READING TEXT:
· · · · · · ·
Your surgeon and your anesthesiologist will attempt to make your surgery as comfortable as possible, but it is important to realize that almost all surgery involves some degree of pain. Pain can be controlled with medications, but your mental preparation is often as important as the type of pain medication that you take. If you prepare for the fact that you will experience some pain, but also trust that you and your doctor will be able to control the pain effectively, you will find that the experience can be quite gratifying. In a sense, preparing for an operation is like preparing to run a marathon. You know in advance that there are times when it will be difficult and you will feel like quitting, but if you focus on the goal at the end, it makes the journey much easier.

In terms of the actual medications that are given to you after shoulder surgery, you are likely to have a few choices. After your surgery it often takes several hours for the medication to wear off that was given to make you comfortable during surgery. Once this happens, you will either start to take oral pain medications, or continue to receive pain medications through the IV line. If you are admitted to the hospital, you will often be provided with a PCA (which stands for Patient Controlled Analgesia) pump. This is a machine that provides patient controlled analgesia, which means that you push a button when you want the machine to administer a dose of medication. The machine is programmed so that it will not allow you to receive too much pain medication and most patients are very happy with this type of pain control.
· · · · · · ·
STUDY MATERIAL:
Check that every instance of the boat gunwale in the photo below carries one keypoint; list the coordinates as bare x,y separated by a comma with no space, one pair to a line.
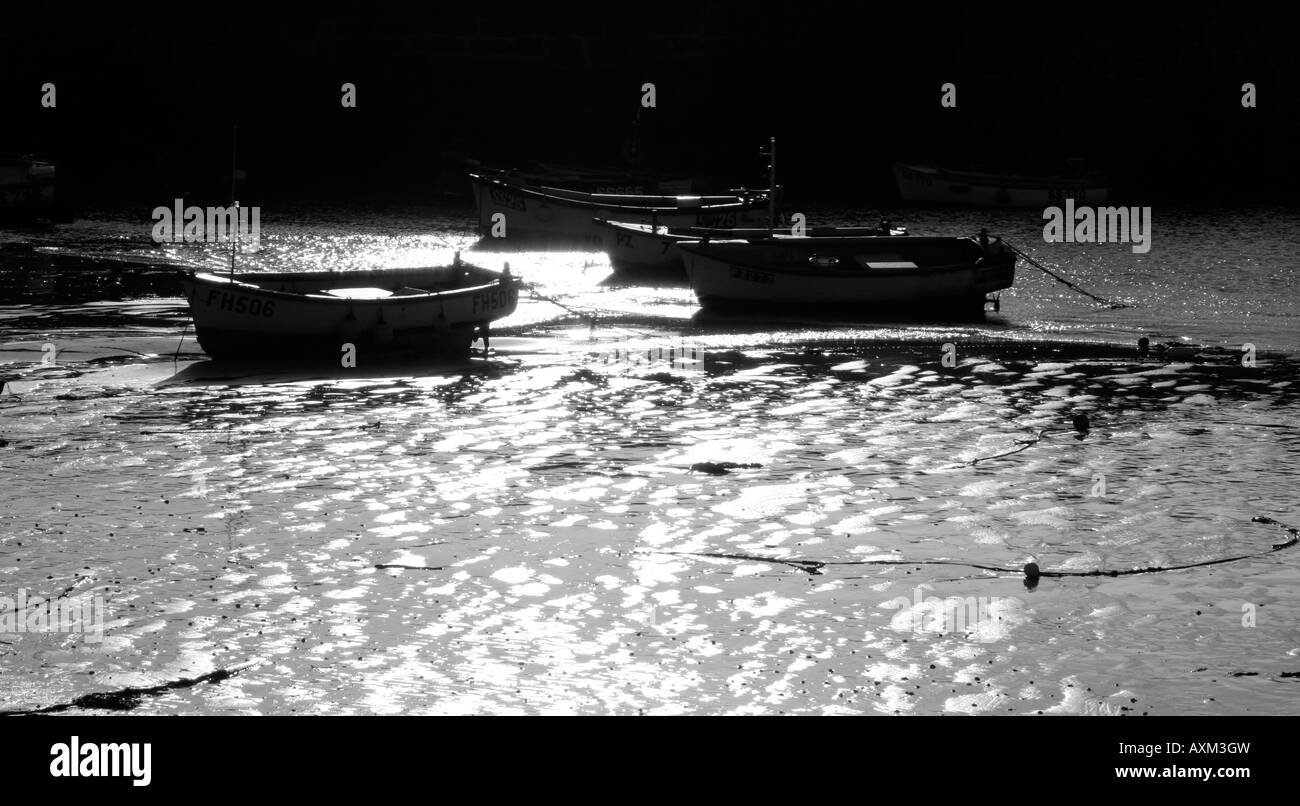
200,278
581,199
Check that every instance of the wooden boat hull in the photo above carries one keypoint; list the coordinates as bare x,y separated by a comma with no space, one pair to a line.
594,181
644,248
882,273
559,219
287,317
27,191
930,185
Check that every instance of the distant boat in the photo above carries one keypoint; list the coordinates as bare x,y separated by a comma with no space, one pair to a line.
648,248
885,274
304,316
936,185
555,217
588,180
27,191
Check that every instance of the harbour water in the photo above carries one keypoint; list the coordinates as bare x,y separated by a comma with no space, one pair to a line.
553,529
· · · · · · ·
WHAT TO WORK ON:
A) According to the shoulder surgery text, why is the PCA pump called "patient controlled"?
B) List every way of getting pain medication after surgery that the shoulder surgery text mentions.
C) Write the next part of the text on pain after shoulder surgery.
The listing comes from a different source than the shoulder surgery text.

WRITTEN RESPONSES:
A) It is called patient controlled because the patient pushes a button when they want the machine to give a dose of pain medication.

B)
- Oral pain medications
- Pain medications through the IV line
- A PCA (Patient Controlled Analgesia) pump

C)
Oral pain medications are either started right after surgery or after a PCA pump has been used for the first 24 hours or so. The most commonly prescribed pain medications after orthopedic surgery contain a mixture of a narcotic substance and a medication like Tylenol. The two most common forms of these medications are Percocet and Lortab. Both of these medications are very good at alleviating pain after an operation but there are a few things to remember. These medications can be habit forming, so doctors try to avoid having their patients take them for long periods of time. Also, if you have been taking narcotic pain medications before your shoulder surgery, then your body will be used to these medications and they may not be very effective. Therefore, most surgeons think that it is a good idea to minimize the amount of narcotic pain medication that patients take for several weeks before shoulder surgery, and they also try to limit the amount of time that a patient takes narcotics after surgery to one or two weeks. It is very important to take the pain medications as they are prescribed. All narcotics can cause nausea in some patients, but avoiding taking them on an empty stomach can minimize this.

There is some evidence to suggest that certain anti-inflammatory medications can help with pain after the operation if they are taken beforehand. These are the COX-2 anti-inflammatory medications that are commonly known of as VIOXX and Celebrex. You should ask your surgeon if he or she recommends taking this kind of medication before and after shoulder surgery.